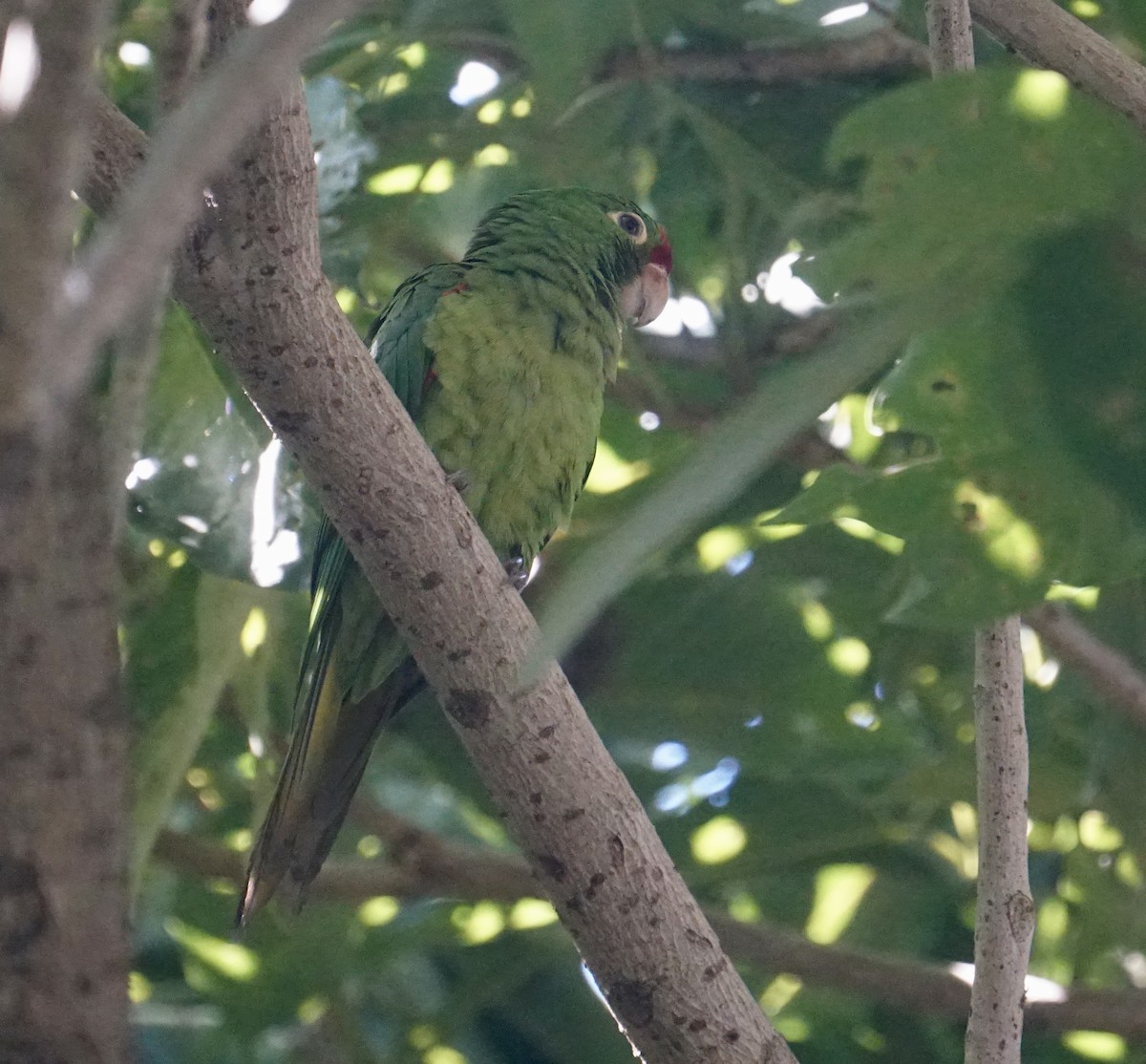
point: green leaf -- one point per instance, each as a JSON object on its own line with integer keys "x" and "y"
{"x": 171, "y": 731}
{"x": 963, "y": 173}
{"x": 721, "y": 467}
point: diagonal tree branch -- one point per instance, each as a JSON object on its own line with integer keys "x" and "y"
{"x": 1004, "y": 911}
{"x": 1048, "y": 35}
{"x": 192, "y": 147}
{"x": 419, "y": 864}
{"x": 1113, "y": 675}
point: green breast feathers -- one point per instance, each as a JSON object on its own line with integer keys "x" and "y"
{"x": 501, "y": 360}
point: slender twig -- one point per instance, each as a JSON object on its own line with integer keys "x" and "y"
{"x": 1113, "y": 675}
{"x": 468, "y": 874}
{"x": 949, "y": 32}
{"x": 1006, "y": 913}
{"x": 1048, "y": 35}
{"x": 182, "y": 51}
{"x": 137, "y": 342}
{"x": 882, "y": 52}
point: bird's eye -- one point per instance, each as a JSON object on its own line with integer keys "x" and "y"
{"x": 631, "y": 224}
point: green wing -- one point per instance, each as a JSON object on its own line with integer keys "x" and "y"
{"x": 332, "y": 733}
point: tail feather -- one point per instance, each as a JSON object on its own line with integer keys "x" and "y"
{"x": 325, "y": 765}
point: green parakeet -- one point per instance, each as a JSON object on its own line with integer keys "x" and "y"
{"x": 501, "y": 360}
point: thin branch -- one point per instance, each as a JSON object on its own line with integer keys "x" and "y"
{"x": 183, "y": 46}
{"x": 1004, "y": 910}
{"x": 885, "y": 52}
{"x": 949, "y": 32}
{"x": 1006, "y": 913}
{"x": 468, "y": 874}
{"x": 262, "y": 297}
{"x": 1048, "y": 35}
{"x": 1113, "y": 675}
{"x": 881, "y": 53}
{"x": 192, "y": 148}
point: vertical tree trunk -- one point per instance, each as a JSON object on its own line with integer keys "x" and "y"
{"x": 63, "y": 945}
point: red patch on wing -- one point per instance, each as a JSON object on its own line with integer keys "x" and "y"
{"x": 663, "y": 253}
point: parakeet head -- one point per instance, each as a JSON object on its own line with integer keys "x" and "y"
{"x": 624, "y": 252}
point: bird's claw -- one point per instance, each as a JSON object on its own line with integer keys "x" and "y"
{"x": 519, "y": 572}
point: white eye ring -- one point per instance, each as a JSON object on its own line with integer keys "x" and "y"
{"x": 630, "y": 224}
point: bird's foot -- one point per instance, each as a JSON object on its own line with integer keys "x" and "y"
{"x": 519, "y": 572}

----------------

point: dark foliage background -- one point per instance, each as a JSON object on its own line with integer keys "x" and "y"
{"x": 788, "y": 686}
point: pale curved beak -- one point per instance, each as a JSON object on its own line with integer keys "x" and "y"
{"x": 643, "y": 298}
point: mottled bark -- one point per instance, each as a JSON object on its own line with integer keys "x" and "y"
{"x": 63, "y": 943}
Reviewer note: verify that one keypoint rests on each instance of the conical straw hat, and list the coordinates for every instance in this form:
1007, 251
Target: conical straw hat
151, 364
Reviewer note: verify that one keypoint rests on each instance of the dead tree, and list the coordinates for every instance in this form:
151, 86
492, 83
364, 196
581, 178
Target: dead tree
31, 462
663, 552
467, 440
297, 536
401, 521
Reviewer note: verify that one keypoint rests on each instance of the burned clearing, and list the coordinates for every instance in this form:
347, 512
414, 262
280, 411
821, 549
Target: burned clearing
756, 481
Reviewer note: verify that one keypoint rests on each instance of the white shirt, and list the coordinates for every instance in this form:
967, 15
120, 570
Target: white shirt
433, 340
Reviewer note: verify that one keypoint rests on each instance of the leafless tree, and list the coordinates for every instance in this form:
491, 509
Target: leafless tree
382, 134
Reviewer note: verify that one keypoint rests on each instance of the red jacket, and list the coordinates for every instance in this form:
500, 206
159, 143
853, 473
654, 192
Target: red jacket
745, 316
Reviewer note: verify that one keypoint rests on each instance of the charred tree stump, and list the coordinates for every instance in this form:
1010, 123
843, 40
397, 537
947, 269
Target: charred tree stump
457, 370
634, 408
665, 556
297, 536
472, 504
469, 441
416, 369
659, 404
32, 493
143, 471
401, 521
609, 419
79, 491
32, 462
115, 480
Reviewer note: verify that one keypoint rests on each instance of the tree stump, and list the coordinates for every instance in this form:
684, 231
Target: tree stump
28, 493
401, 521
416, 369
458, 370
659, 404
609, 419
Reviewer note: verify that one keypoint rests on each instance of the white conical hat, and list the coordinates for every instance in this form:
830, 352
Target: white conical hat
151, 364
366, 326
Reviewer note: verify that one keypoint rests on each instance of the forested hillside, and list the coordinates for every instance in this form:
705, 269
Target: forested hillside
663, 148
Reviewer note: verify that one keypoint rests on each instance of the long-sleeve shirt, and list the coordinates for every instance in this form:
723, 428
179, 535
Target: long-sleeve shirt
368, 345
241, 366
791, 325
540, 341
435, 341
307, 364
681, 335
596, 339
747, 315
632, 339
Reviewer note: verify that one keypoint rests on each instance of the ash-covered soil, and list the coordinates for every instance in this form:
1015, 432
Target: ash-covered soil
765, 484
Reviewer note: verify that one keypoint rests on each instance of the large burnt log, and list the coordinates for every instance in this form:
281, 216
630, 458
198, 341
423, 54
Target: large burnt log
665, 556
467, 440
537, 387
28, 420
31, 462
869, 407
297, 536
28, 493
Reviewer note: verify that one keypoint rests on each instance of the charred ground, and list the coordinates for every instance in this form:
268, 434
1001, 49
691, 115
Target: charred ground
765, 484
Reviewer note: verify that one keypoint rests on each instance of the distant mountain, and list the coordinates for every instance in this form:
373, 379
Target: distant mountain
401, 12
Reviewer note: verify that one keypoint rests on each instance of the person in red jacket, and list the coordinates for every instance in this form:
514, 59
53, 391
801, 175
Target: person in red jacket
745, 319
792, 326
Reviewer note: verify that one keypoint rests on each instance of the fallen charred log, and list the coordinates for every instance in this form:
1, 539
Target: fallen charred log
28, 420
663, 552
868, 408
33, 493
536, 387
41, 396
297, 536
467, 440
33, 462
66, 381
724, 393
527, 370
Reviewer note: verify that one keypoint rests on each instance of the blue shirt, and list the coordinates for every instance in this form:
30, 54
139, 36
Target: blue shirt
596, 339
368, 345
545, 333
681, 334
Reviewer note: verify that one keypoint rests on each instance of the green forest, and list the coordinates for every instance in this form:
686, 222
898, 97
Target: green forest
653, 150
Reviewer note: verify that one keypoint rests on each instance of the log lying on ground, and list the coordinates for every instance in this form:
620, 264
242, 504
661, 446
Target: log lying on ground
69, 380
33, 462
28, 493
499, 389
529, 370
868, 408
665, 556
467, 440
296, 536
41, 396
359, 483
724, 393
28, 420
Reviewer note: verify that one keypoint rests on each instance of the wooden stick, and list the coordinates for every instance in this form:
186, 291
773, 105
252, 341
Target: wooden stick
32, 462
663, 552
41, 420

----------------

--- GIVEN PROBLEM ---
Pull out each line of the listing above that contains the string "burnt", and treat uppercase and lowercase as different.

--- REPLY ---
Reviewer note: verify that one keypoint rests on each instance of the large burnt log, and list the coordinates for every instance in this form:
Target: large burnt log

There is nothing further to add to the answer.